## Set problem a
Reproduce the portion of the historian's biography from "He has written" to "War Songs (1993)" word for word.

start Text passage

John Herbert Roper Sr. (born August 9, 1948) is an American historian. The University of North Carolina has a collection of his papers.

He was born in South Carolina. He graduated from the University of South Carolina with a B.A., received an M.A. and a Ph.D from the University of North Carolina, and an M.S. in economics from North Carolina State University.

He is an emeritus history department chair and former Richardson Professor of American History at Emory & Henry College in Emory, Virginia. He now teaches at Coastal Carolina University. He wrote books on Southern history and several biographies, on C. Vann Woodward, Ulrich Bonnell Phillips, Paul Green, William Jennings Bryan Dorn, and Benjamin Mays.

He has written several articles for Southern Cultures.

Books
U. B. Phillips: A Southern Mind (1984)
C. Vann Woodward, Southerner (1987)
Paul Green's War Songs (1993)

end Text passage

## Set problem b
Identify each line in the rows below that contains the string "cracked", and copy those lines out in full.

start Extracted material

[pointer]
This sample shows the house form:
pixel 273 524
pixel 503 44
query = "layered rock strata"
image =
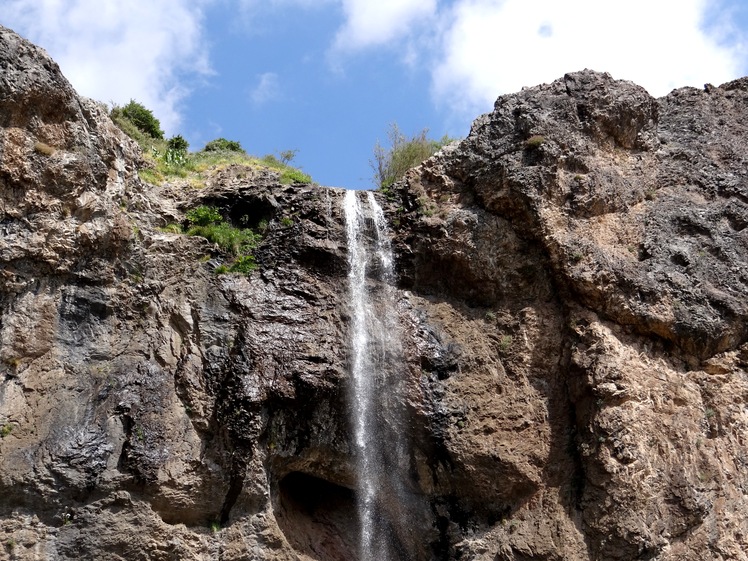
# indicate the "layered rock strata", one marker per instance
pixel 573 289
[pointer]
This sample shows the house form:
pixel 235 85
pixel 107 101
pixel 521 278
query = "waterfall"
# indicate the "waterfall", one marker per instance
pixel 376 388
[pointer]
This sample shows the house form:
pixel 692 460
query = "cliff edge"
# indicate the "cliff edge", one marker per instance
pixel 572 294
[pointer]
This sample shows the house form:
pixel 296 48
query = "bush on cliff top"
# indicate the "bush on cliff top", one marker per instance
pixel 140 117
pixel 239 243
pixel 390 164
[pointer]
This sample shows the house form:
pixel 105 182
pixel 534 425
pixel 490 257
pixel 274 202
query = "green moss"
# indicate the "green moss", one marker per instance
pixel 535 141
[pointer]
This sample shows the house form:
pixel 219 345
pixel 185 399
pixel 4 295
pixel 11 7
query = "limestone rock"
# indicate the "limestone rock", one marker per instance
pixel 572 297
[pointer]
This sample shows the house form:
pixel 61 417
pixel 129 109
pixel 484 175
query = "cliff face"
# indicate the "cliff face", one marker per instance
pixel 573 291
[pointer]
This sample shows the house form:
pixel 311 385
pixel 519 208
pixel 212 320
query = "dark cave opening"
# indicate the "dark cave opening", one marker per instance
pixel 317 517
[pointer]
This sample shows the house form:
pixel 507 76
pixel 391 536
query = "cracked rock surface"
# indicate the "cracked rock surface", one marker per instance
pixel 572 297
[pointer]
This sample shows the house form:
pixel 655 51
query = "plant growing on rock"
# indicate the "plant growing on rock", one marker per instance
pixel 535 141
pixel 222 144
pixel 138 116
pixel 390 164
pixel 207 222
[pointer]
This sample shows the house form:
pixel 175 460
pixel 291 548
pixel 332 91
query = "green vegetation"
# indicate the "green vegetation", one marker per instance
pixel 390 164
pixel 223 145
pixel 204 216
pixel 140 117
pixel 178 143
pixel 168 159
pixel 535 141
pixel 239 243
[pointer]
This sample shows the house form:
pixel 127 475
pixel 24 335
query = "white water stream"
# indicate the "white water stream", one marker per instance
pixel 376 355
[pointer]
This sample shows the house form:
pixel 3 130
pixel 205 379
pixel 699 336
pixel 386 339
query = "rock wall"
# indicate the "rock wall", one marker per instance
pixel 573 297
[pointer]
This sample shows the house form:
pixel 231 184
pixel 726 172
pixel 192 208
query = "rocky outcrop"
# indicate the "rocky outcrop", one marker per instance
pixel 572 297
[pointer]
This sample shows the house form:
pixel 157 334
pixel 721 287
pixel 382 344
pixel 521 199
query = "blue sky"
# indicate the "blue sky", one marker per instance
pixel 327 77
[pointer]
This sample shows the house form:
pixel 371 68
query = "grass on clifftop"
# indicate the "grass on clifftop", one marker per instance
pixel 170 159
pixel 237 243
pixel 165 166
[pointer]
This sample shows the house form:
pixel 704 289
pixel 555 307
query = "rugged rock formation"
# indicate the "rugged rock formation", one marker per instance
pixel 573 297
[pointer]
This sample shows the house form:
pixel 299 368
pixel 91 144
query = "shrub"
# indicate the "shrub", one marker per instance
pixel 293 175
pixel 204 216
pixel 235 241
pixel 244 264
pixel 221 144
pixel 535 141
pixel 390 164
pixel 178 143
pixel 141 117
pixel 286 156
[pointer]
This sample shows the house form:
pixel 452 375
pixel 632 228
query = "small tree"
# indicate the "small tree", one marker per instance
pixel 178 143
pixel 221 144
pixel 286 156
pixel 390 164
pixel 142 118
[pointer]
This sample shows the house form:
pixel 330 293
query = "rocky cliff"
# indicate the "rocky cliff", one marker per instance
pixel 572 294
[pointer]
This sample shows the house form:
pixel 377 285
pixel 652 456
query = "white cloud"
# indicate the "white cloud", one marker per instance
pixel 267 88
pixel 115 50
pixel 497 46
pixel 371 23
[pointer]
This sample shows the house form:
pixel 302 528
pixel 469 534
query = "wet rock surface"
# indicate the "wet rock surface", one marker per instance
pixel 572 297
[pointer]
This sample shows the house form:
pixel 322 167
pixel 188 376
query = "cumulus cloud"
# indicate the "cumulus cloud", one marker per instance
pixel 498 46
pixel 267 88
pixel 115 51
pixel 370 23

end Extracted material

## Expected output a
He has written several articles for Southern Cultures.

Books
U. B. Phillips: A Southern Mind (1984)
C. Vann Woodward, Southerner (1987)
Paul Green's War Songs (1993)

## Expected output b
query = "cracked rock surface"
# indicate the "cracked rock surface", one marker per instance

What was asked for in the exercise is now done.